## PROBLEM STATEMENT
All of the lines below should be printed again exactly as they are.

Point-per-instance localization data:

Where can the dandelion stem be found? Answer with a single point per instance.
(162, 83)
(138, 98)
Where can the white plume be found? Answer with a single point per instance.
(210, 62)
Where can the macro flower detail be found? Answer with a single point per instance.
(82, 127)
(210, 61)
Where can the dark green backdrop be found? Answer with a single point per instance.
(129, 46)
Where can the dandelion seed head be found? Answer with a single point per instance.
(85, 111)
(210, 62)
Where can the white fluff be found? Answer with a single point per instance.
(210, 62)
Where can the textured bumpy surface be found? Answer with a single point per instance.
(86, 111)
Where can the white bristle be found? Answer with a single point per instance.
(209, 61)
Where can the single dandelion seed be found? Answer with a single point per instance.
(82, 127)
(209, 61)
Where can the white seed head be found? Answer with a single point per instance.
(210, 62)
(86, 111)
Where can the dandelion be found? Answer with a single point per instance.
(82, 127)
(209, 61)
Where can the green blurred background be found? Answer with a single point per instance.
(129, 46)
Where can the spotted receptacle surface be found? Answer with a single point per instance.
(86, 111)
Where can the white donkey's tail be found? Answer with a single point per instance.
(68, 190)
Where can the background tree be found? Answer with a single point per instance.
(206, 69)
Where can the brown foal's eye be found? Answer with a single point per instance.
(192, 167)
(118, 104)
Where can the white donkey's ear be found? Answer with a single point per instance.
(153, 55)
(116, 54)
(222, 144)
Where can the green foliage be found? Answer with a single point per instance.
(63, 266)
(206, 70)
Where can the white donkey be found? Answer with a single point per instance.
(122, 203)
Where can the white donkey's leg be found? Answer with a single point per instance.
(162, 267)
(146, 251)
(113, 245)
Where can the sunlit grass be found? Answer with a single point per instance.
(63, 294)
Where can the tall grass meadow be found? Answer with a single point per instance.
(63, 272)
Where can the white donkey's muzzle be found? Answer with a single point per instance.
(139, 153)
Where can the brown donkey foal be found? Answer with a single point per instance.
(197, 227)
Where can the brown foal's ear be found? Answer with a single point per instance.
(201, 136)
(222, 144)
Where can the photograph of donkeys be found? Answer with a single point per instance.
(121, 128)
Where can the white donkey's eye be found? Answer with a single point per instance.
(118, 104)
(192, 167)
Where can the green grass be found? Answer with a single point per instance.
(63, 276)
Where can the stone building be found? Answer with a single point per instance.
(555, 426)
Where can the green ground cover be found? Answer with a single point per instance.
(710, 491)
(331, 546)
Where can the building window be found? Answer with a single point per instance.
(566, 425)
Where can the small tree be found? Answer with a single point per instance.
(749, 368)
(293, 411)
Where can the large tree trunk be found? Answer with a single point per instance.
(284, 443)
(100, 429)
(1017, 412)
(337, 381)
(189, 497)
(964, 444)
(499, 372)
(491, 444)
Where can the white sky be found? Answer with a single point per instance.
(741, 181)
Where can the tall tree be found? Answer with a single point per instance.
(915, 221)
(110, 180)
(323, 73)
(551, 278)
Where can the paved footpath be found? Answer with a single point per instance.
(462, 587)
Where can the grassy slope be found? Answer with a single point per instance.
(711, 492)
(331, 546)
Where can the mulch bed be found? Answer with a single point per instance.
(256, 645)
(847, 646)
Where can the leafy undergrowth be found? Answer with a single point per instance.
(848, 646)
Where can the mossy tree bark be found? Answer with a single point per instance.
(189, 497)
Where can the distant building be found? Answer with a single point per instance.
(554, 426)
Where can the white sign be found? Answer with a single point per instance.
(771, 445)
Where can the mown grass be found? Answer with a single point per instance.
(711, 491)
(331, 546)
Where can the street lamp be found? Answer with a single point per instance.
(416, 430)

## RESPONSE TO THIS TASK
Where can the dandelion stem be found? Answer with a single point per instance.
(162, 83)
(138, 98)
Where can the white plume be found? Answer with a single point per instance.
(210, 62)
Where can the macro flower detail be found? Answer with a single point per instance.
(82, 127)
(210, 61)
Where can the dark green backdrop be found? Answer with a single point per instance.
(129, 46)
Where can the dandelion seed head be found? Answer with a single point per instance.
(85, 111)
(210, 62)
Where can the white fluff be found? Answer with a single point per instance.
(210, 62)
Where can the textured bumpy surface be found? Answer with a single point per instance.
(86, 111)
Where can the white bristle be found? Answer with a single point per instance.
(209, 61)
Where can the single dandelion seed be found? Answer with a single point per instance.
(82, 127)
(209, 61)
Where can the white seed head be found? Answer with a single point per instance.
(210, 62)
(86, 111)
Where can the dandelion be found? Answer with a single point per instance.
(82, 127)
(209, 61)
Where can the green blurred background be found? Answer with a single point per instance.
(129, 46)
Where can the spotted receptacle surface be found? Answer with a single point per instance.
(86, 111)
Where can the white donkey's tail be found? Answer with a single point per instance.
(68, 190)
Where can the background tree be found? Answer with a single point per instance.
(206, 69)
Where can the brown foal's eye be found? Answer with a single point per instance.
(192, 167)
(118, 104)
Where can the white donkey's ear be found? Answer with a single point per instance.
(153, 55)
(116, 54)
(222, 144)
Where can the green foliage be found? Answer with a single point per instance.
(63, 266)
(206, 70)
Where can the white donkey be found? Answer with a single point per instance.
(122, 203)
Where can the white donkey's leg be found? Answer with a single point per instance.
(162, 267)
(146, 251)
(113, 245)
Where can the sunlit grass be found? Answer with a single point per instance.
(63, 294)
Where can the tall grass meadow be found? Answer with a single point per instance.
(63, 272)
Where can the white donkey's muzzle be found? Answer with a single point per instance.
(139, 153)
Where can the brown donkey foal be found? Answer with a single point per instance.
(197, 227)
Where can the brown foal's ear be found? Answer with a single point per instance.
(201, 136)
(222, 144)
Where can the photograph of donkeys be found? Answer with a single point per instance.
(121, 128)
Where can the white donkey's eye be found? Answer with a single point per instance.
(118, 104)
(192, 167)
Where can the green grass be found? Answer with a single point per instance.
(63, 276)
Where can the stone building be found? Answer with a single point per instance.
(555, 426)
Where can the green ground cover be found? Answer with a single point per instance.
(710, 491)
(331, 546)
Where can the building window be found? Answer with a single point per instance.
(566, 425)
Where can the small tree be found? Answer with a single point per instance.
(749, 368)
(293, 411)
Where can the large tree trunk be found? Answer with a single point per instance.
(284, 443)
(100, 429)
(1017, 412)
(337, 381)
(189, 497)
(964, 444)
(499, 372)
(491, 444)
Where can the white sky be found? Answer with a single point per instance.
(741, 181)
Where can the tall tree be found? Answer with a single point per instance.
(915, 221)
(110, 180)
(323, 73)
(551, 278)
Where can the paved footpath be found? Answer with a single point per instance.
(462, 587)
Where can the grassy slope be found? Answer with a single point per instance.
(711, 492)
(331, 546)
Where can the mulch bed be found? Answer with a single point per instance.
(256, 645)
(847, 646)
Where can the leafy undergrowth be found? Answer with a single point per instance.
(848, 646)
Where can the mossy tree bark be found? Answer with a single point per instance.
(189, 497)
Where can the distant building be found? Answer with a single point per instance.
(554, 426)
Where can the white sign be found? Answer with a single point per instance.
(771, 445)
Where can the mown grass be found? Answer with a single point per instance.
(711, 491)
(331, 546)
Where can the street lamp be found? Answer with a single point per instance.
(416, 430)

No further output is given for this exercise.